The entries that follow should be reproduced exactly, with no images carried over.

--- Records ---
================

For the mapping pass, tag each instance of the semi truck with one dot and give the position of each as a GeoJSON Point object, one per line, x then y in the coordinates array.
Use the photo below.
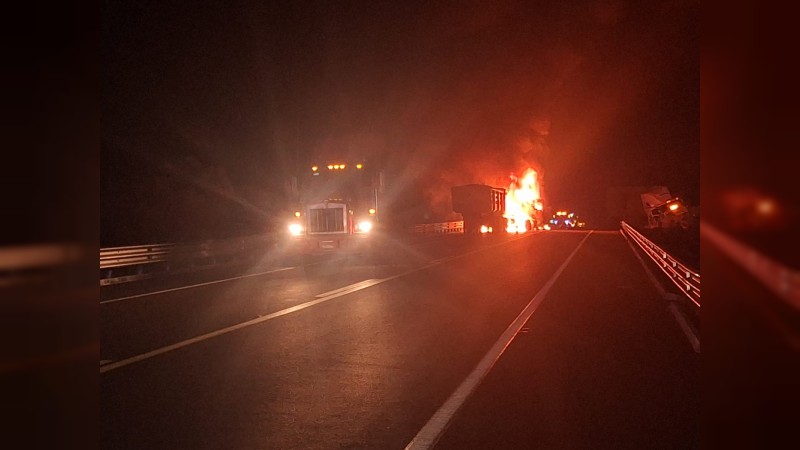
{"type": "Point", "coordinates": [337, 207]}
{"type": "Point", "coordinates": [482, 207]}
{"type": "Point", "coordinates": [647, 207]}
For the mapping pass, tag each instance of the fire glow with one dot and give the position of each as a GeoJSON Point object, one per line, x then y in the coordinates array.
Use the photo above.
{"type": "Point", "coordinates": [522, 199]}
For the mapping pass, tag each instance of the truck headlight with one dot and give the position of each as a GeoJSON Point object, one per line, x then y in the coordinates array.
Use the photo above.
{"type": "Point", "coordinates": [295, 229]}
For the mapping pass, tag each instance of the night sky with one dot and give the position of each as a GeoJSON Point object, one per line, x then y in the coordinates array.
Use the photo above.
{"type": "Point", "coordinates": [208, 109]}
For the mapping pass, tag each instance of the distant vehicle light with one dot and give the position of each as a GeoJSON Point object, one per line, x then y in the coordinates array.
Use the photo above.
{"type": "Point", "coordinates": [295, 229]}
{"type": "Point", "coordinates": [766, 206]}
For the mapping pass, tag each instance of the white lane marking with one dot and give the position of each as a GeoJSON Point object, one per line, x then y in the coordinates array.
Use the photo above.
{"type": "Point", "coordinates": [434, 428]}
{"type": "Point", "coordinates": [194, 285]}
{"type": "Point", "coordinates": [363, 285]}
{"type": "Point", "coordinates": [349, 287]}
{"type": "Point", "coordinates": [694, 341]}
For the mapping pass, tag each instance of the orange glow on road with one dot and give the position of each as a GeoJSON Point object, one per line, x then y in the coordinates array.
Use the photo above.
{"type": "Point", "coordinates": [522, 199]}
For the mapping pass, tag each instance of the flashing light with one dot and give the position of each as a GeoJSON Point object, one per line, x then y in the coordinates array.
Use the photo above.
{"type": "Point", "coordinates": [295, 229]}
{"type": "Point", "coordinates": [766, 206]}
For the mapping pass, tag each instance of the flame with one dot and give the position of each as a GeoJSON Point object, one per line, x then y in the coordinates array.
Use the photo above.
{"type": "Point", "coordinates": [522, 200]}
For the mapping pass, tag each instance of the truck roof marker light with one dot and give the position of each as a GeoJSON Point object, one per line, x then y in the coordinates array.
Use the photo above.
{"type": "Point", "coordinates": [295, 229]}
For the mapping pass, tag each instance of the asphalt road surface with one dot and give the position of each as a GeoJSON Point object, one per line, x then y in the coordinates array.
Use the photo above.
{"type": "Point", "coordinates": [546, 340]}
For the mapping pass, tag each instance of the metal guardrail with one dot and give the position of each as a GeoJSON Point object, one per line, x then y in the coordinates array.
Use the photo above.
{"type": "Point", "coordinates": [439, 228]}
{"type": "Point", "coordinates": [123, 264]}
{"type": "Point", "coordinates": [781, 280]}
{"type": "Point", "coordinates": [684, 277]}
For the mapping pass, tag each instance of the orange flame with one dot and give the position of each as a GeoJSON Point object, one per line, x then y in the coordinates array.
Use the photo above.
{"type": "Point", "coordinates": [523, 199]}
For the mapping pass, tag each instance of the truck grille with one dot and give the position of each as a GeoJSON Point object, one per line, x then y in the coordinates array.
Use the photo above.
{"type": "Point", "coordinates": [329, 220]}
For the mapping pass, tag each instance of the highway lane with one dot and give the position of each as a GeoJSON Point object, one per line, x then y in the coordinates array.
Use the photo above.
{"type": "Point", "coordinates": [366, 369]}
{"type": "Point", "coordinates": [751, 360]}
{"type": "Point", "coordinates": [601, 364]}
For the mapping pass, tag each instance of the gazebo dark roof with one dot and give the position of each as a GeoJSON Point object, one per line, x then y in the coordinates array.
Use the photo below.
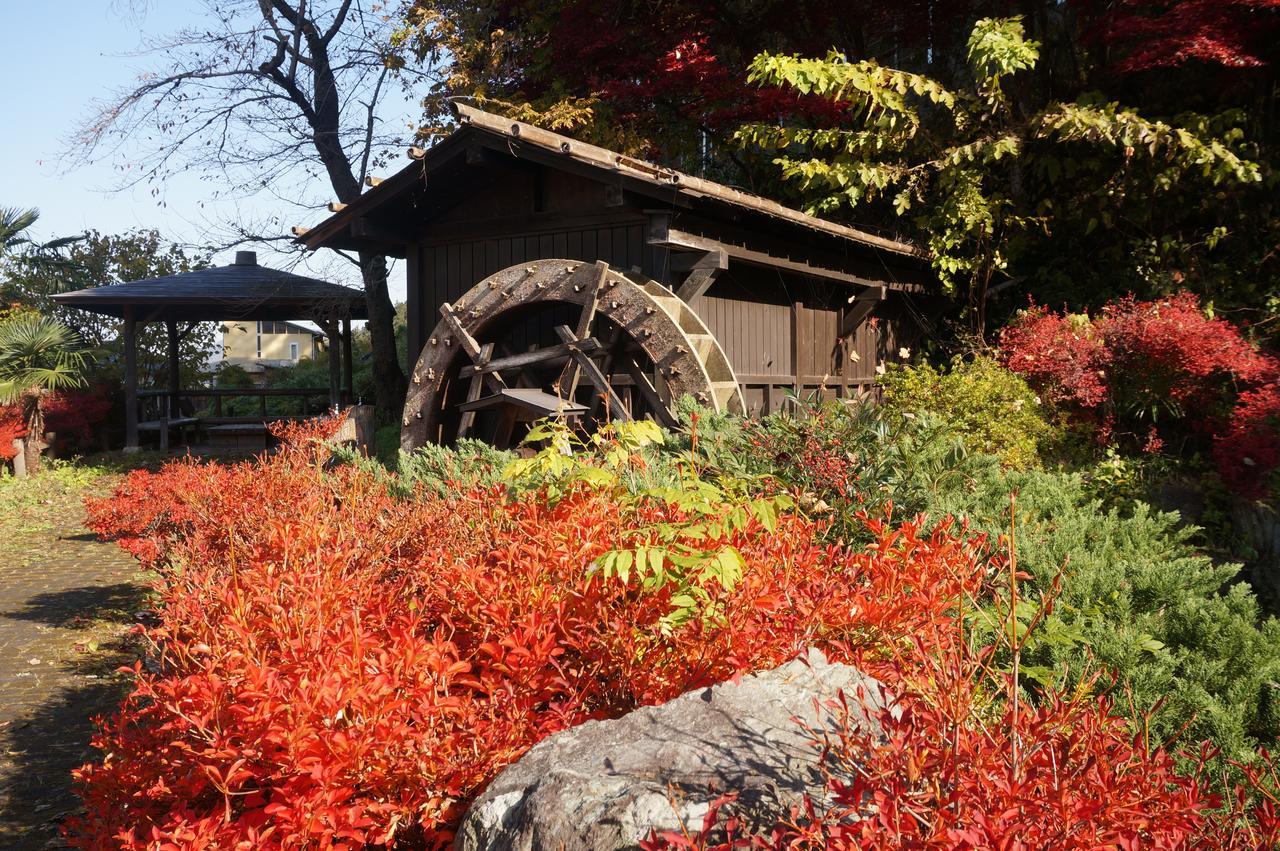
{"type": "Point", "coordinates": [242, 289]}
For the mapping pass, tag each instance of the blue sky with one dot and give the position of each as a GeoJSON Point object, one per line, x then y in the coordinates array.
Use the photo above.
{"type": "Point", "coordinates": [56, 59]}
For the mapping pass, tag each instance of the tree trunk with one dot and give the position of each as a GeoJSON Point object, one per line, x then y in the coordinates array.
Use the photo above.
{"type": "Point", "coordinates": [389, 381]}
{"type": "Point", "coordinates": [33, 444]}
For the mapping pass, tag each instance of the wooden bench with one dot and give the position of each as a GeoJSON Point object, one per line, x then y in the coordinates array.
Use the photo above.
{"type": "Point", "coordinates": [238, 435]}
{"type": "Point", "coordinates": [163, 426]}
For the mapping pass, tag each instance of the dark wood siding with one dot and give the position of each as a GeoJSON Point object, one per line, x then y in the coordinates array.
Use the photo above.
{"type": "Point", "coordinates": [780, 330]}
{"type": "Point", "coordinates": [447, 269]}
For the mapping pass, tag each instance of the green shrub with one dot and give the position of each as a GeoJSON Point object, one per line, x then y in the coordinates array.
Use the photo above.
{"type": "Point", "coordinates": [990, 407]}
{"type": "Point", "coordinates": [1175, 628]}
{"type": "Point", "coordinates": [446, 470]}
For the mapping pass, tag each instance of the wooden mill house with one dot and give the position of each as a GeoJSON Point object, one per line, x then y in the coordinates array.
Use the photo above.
{"type": "Point", "coordinates": [549, 275]}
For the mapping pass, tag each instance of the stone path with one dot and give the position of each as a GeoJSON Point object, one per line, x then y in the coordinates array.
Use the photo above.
{"type": "Point", "coordinates": [67, 603]}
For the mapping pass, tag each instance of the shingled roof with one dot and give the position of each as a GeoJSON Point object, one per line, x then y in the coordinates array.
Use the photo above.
{"type": "Point", "coordinates": [348, 229]}
{"type": "Point", "coordinates": [242, 289]}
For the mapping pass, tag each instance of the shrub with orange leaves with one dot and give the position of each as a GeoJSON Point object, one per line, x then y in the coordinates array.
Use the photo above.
{"type": "Point", "coordinates": [336, 667]}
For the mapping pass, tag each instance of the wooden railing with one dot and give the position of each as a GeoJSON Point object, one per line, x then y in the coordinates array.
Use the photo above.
{"type": "Point", "coordinates": [211, 405]}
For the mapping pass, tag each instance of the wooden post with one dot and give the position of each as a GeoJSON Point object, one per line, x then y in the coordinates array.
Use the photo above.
{"type": "Point", "coordinates": [174, 369]}
{"type": "Point", "coordinates": [334, 365]}
{"type": "Point", "coordinates": [131, 381]}
{"type": "Point", "coordinates": [347, 380]}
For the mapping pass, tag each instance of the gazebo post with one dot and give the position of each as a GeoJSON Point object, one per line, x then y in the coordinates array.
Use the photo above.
{"type": "Point", "coordinates": [334, 365]}
{"type": "Point", "coordinates": [131, 380]}
{"type": "Point", "coordinates": [348, 381]}
{"type": "Point", "coordinates": [170, 328]}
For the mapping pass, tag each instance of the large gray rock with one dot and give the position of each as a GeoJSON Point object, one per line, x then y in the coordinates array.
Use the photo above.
{"type": "Point", "coordinates": [606, 785]}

================

--- Solved exercise ---
For the mapping pass, tag each instance of the semi truck with one dot and give the position of each as a GeoJSON Point object, one per line, x then y in the coordinates array.
Use the photo below.
{"type": "Point", "coordinates": [337, 207]}
{"type": "Point", "coordinates": [482, 207]}
{"type": "Point", "coordinates": [647, 207]}
For the mapping pass, tag each instance of the fire glow with one dot and give the position of each as a GeoJSON Point object, one per line, x then y in the coordinates array.
Use the photo above.
{"type": "Point", "coordinates": [522, 199]}
For the mapping pass, tag each instance of the truck headlight with one dot and give the position of each as a GeoJSON Point object, one per line, x then y in the coordinates array.
Use the photo above.
{"type": "Point", "coordinates": [295, 229]}
For the mapping pass, tag each instance of the night sky with one dot and give the position of each as a GeoJSON Point object, one per line, x then y in the coordinates array.
Use the photo above.
{"type": "Point", "coordinates": [208, 109]}
For the mapping pass, tag each instance of the distant vehicle light with one dot and give the position of each as a GeoJSON Point object, one per line, x then y in the coordinates array.
Use the photo above.
{"type": "Point", "coordinates": [295, 229]}
{"type": "Point", "coordinates": [766, 206]}
For the mapping pass, tag each instance of the white lane marking with one dot and give the position of each as a GeoJSON Point object, one per line, x then y in the coordinates array.
Use the photo above.
{"type": "Point", "coordinates": [434, 428]}
{"type": "Point", "coordinates": [194, 285]}
{"type": "Point", "coordinates": [363, 285]}
{"type": "Point", "coordinates": [349, 287]}
{"type": "Point", "coordinates": [694, 341]}
For the mapping pass, tag each instance of the orange glow on road with one dot and give the position of each as a GeoJSON Point object, one per line, x then y in the coordinates array.
Use the photo above.
{"type": "Point", "coordinates": [522, 199]}
For the mapping pass, tag each instance of the flashing light with one dot and give the position of each as a GeoJSON Point object, one per line, x then y in the coordinates array.
Use the photo above.
{"type": "Point", "coordinates": [295, 229]}
{"type": "Point", "coordinates": [766, 206]}
For the mapping pass, tag each instance of the flame with one dot and give the position of each as a GeoJSON Point object, one per line, x then y in the coordinates array.
Use the photo above.
{"type": "Point", "coordinates": [522, 200]}
For the mapping pass, tag each instance of the truck roof marker light with one dot and give the position of each as a GeoJSON Point object, one per line, x then y in the coordinates array.
Use the photo above.
{"type": "Point", "coordinates": [295, 229]}
For the mapping pass, tag each instance of the asphalt road surface with one dot and give the position of each as a GeoJSON Point object, one per line, x then y in the coordinates array.
Use the photo above.
{"type": "Point", "coordinates": [546, 340]}
For the mapping pass, tag each instance of the metal guardrail with one dot and give the position of each as a GeoJSON Point object, one per line, x then y in the coordinates array.
Use the photo above.
{"type": "Point", "coordinates": [439, 228]}
{"type": "Point", "coordinates": [123, 264]}
{"type": "Point", "coordinates": [781, 280]}
{"type": "Point", "coordinates": [684, 277]}
For the mapping pass, tag each instance of the orange flame with one dot and give the position of each as a GeoJSON Point object, one per line, x then y in the coordinates array.
Use the photo above.
{"type": "Point", "coordinates": [523, 199]}
For the mapping pass, tag each instance of the truck grille with one dot and give the position of each as a GeoJSON Point object, one per line, x then y in the coordinates array.
Use the photo above.
{"type": "Point", "coordinates": [329, 220]}
For the mapping pass, tag each instance of the highway lane with one dot and give the position of each as a GeoJSON Point object, one per line, x then y in the coordinates array.
Use the photo above.
{"type": "Point", "coordinates": [366, 369]}
{"type": "Point", "coordinates": [751, 360]}
{"type": "Point", "coordinates": [601, 364]}
For the mapping pass, tag each instance of the gazebo dark roof with one dot and give the position of each as a GeoJSON Point object, one per line, x then y in the coordinates array.
Use the photo below.
{"type": "Point", "coordinates": [242, 289]}
For the mapping pass, tag each instance of the blue sky with one dot and give the position of each as a GeoJSON Point object, one per line, x then y in the coordinates array.
Use the photo above.
{"type": "Point", "coordinates": [56, 59]}
For the mapping pass, tag each instance of the tree trunk with one dot and give the position of each as a GeoJSON Point object, one per line, x then y in the coordinates array.
Use the photo above.
{"type": "Point", "coordinates": [389, 381]}
{"type": "Point", "coordinates": [33, 444]}
For the mapping pass, tag each instance of the wooden bench with one dot and give the position of each as a GeoJSON Point object, one per line, x then y in the coordinates array.
Use the photo above.
{"type": "Point", "coordinates": [238, 435]}
{"type": "Point", "coordinates": [163, 426]}
For the mapping pass, tag each instance of the dark wood siding with one dot and give the position of each as a GeoJSON Point object, one per line, x then y in the coordinates array.
Use the photo above.
{"type": "Point", "coordinates": [780, 330]}
{"type": "Point", "coordinates": [447, 269]}
For the mapping pass, tag each instance of the green shrub with one dot and give the position of each as a GeoJSON Point object, one per line, x then y in the coordinates array.
Use the photo above.
{"type": "Point", "coordinates": [990, 407]}
{"type": "Point", "coordinates": [1175, 628]}
{"type": "Point", "coordinates": [446, 470]}
For the mapping pass, tag each instance of the wooden mill house with one dot and give the position of each as a GeoJSON Point object, one per line, x then y in the coordinates array.
Use the photo above.
{"type": "Point", "coordinates": [549, 275]}
For the mapping pass, tag each instance of the stone path with one dot and give the position of each as a GeoJSON Point object, one per line, x then y in the coordinates array.
Use the photo above.
{"type": "Point", "coordinates": [67, 603]}
For the mapping pass, tag each instance of the shingled roof with one dot and give the position of each as a GeoJSON Point object, one per line, x then y in the coordinates array.
Use the photo above.
{"type": "Point", "coordinates": [348, 229]}
{"type": "Point", "coordinates": [242, 289]}
For the mapping pass, tag each instance of the shrub with orange leaves with one dot and give the position of each as a GeoJSON Point object, one per line, x then y in the coordinates array.
Use the photo above.
{"type": "Point", "coordinates": [336, 667]}
For the mapping pass, tag each instance of the wooden railing with one dot and give the position of each as a GeoJSON Point object, one per line, x then y in the coordinates array.
Use the photo above.
{"type": "Point", "coordinates": [211, 405]}
For the mapping pass, tag each instance of the wooden post with one dot and give the position of each as a GeoJSON Point object, one per line, x then y in the coordinates array.
Use the photo above.
{"type": "Point", "coordinates": [174, 369]}
{"type": "Point", "coordinates": [334, 365]}
{"type": "Point", "coordinates": [131, 381]}
{"type": "Point", "coordinates": [347, 380]}
For the mapping pass, tag each instance of the gazebo post with one dot and give the position of each as a GeoJSON Point object, one per line, x then y in the coordinates array.
Use the photo above.
{"type": "Point", "coordinates": [334, 365]}
{"type": "Point", "coordinates": [131, 380]}
{"type": "Point", "coordinates": [348, 381]}
{"type": "Point", "coordinates": [170, 328]}
For the mapping pass, tag each instance of the large gray rock with one dot and give the position of each as a GeoJSON Point object, one per line, x then y in the coordinates array.
Use the photo above.
{"type": "Point", "coordinates": [606, 785]}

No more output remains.